__Rows__
____________________

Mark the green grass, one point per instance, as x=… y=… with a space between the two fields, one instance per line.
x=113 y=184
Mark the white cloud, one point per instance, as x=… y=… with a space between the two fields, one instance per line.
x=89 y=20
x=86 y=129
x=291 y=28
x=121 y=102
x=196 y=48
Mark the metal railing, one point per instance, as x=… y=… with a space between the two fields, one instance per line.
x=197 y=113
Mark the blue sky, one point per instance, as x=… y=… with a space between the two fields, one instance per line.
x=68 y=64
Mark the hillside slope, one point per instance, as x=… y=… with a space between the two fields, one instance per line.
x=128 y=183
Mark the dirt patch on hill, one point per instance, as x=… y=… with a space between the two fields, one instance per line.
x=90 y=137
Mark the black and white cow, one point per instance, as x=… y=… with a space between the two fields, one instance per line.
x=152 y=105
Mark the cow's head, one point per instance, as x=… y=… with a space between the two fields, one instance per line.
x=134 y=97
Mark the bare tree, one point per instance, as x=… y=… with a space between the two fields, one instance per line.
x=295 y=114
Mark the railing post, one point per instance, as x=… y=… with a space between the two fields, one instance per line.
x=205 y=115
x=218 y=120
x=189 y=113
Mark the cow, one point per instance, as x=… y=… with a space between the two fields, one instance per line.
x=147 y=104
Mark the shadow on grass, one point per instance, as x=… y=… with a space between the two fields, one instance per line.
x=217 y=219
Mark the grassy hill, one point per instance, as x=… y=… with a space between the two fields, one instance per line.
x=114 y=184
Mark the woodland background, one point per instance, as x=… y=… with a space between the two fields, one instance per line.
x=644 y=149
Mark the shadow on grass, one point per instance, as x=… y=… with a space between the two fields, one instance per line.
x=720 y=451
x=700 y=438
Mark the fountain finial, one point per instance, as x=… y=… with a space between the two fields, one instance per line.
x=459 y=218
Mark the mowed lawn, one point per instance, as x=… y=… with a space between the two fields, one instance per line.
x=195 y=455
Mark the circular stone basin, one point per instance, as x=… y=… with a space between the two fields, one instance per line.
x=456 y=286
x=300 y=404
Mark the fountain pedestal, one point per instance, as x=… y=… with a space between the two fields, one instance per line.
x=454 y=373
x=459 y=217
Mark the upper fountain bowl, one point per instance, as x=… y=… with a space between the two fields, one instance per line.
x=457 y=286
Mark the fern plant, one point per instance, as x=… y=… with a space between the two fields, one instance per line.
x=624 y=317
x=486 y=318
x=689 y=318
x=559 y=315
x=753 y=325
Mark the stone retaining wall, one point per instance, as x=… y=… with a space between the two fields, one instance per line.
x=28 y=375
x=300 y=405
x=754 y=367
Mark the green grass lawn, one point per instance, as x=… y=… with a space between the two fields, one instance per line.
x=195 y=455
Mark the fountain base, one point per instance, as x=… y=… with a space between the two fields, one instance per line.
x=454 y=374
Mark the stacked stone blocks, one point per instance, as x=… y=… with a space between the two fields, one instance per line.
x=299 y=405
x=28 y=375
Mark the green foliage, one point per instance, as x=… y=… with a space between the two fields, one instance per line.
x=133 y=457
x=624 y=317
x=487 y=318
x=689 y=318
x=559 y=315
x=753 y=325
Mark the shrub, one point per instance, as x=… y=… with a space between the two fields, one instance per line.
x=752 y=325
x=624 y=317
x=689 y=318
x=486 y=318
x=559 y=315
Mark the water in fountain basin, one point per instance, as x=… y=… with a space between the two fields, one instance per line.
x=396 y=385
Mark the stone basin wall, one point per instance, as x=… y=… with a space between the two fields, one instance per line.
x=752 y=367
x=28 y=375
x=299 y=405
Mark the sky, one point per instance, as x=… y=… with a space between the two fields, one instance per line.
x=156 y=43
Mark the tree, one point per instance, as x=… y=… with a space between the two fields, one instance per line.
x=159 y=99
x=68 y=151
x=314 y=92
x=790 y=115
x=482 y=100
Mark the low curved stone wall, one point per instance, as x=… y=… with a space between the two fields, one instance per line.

____________________

__Task directions__
Could you give every line of the records above as a numbered list, with blank lines left out?

__Output__
1. Mark the green grass, one point per instance, as x=… y=… with a space between the two fields, one instance per line.
2. x=113 y=184
3. Mark the white cloud, one point per instance, as x=… y=… with a space between the two fields, one instance per line.
4. x=89 y=20
5. x=86 y=129
6. x=291 y=28
7. x=121 y=102
8. x=196 y=48
9. Mark the metal railing, one point per instance, as x=… y=… with a space between the two fields, one instance per line.
10. x=197 y=113
11. Mark the blue sky, one point per instance, as x=… y=… with a space between the two fields, one instance per line.
12. x=68 y=64
13. Mark the hillside slope, one point per instance, as x=… y=… with a space between the two fields, one instance per line.
14. x=128 y=183
15. Mark the dirt patch on hill, one point per instance, as x=… y=… with a space between the two fields, one instance per line.
16. x=90 y=137
17. Mark the black and white cow, one point per instance, as x=… y=… with a space between the two fields, one instance per line.
18. x=152 y=105
19. Mark the cow's head, one point per instance, as x=… y=… with a space between the two fields, one instance per line.
20. x=134 y=97
21. Mark the bare tree, one point per instance, as x=… y=… with a space between the two fields, one instance per line.
22. x=295 y=114
23. Mark the railing post, one point per instance, as x=… y=… with a space between the two fields, one instance per line.
24. x=205 y=115
25. x=218 y=120
26. x=189 y=113
27. Mark the cow, one point per instance, as x=… y=… with a space between the two fields, one instance per line.
28. x=147 y=104
29. Mark the shadow on grass, one point per instance, as x=… y=… with a space between the two fields, one instance per line.
30. x=217 y=219
31. Mark the grassy hill, one point per instance, as x=… y=… with a space between the two fields, one instance per line.
32. x=114 y=184
33. Mark the woodland background, one point per instance, as x=… y=… with a space between the two fields, one instance per line.
34. x=644 y=149
35. Mark the shadow on grass, one point per instance, as x=… y=… with a space between the two fields, one instance per line.
36. x=720 y=451
37. x=700 y=438
38. Mark the fountain finial, one point per instance, as x=… y=… with a space between the two fields, one instance per line.
39. x=459 y=218
40. Mark the mowed lawn, one point per instance, as x=… y=… with a space between the two fields, one instance per line.
41. x=195 y=455
42. Mark the circular stone basin, one point per instance, as x=… y=… with a space between the two fields, one instance per line.
43. x=456 y=286
44. x=300 y=404
45. Mark the fountain pedestal, one point per instance, as x=… y=… with a space between the two fields, one instance per line.
46. x=454 y=373
47. x=459 y=217
48. Mark the upper fountain bowl, one point per instance, as x=… y=… with a space between the two fields, one instance per line.
49. x=457 y=286
50. Mark the fern plant, one point per instance, as x=… y=… with a space between the two fields, one instance per line.
51. x=624 y=317
52. x=486 y=318
53. x=689 y=318
54. x=559 y=315
55. x=753 y=325
56. Mark the stone retaining wall, one point per instance, as x=… y=… with a space between the two fields, one instance per line.
57. x=28 y=375
58. x=300 y=405
59. x=754 y=367
60. Mark the green grass lawn, one point per instance, as x=… y=… with a space between the two fields, one instance per line.
61. x=195 y=455
62. Mark the fountain base, one point per instance, as x=… y=… with a space between the two fields, one instance per line.
63. x=454 y=374
64. Mark the stacked stone blocks, one point per instance, as x=… y=… with a space between the two fields, one instance per line.
65. x=299 y=405
66. x=28 y=375
67. Mark the green foliage, one point per instance, as x=… y=… with a space between the two fields, one instance per line.
68. x=133 y=457
69. x=624 y=317
70. x=487 y=318
71. x=689 y=318
72. x=559 y=315
73. x=753 y=325
74. Mark the shrub, one point per instance, as x=… y=… with a space between the two fields, one instance per line.
75. x=752 y=325
76. x=624 y=317
77. x=689 y=318
78. x=486 y=318
79. x=559 y=315
80. Mark the water in fountain basin, one point per instance, as x=… y=… with a space between the two fields, one instance per line.
81. x=396 y=385
82. Mark the stone basin wall, one point per instance, as x=… y=… with a space between the two fields, one instance per line.
83. x=752 y=367
84. x=28 y=375
85. x=299 y=405
86. Mark the sky, one point per instance, as x=… y=… with a space between the two fields, one instance per line.
87. x=156 y=43
88. Mark the tree, one point per instance, as x=… y=… with a space between the two fields, one instance per line.
89. x=159 y=99
90. x=68 y=151
91. x=314 y=92
92. x=790 y=115
93. x=482 y=100
94. Mark the low curved stone wall, one point per instance, as x=… y=… with a space between the two fields, one instance per line.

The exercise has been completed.